▸ HOW TO COMPLETE THIS TASK
Return all entries below exactly. Skip nothing.

━━━━━━

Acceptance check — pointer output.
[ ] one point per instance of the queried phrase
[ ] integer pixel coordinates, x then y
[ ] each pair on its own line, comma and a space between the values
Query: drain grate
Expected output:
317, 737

━━━━━━

▸ WRITTEN ANSWER
Acceptance check — pointer output.
[ ] one point per instance of the queried phrase
[ ] integer pixel coordinates, x then y
[ ] each pair on its own line, comma and a space between the values
Query: drain grate
Expected output:
317, 737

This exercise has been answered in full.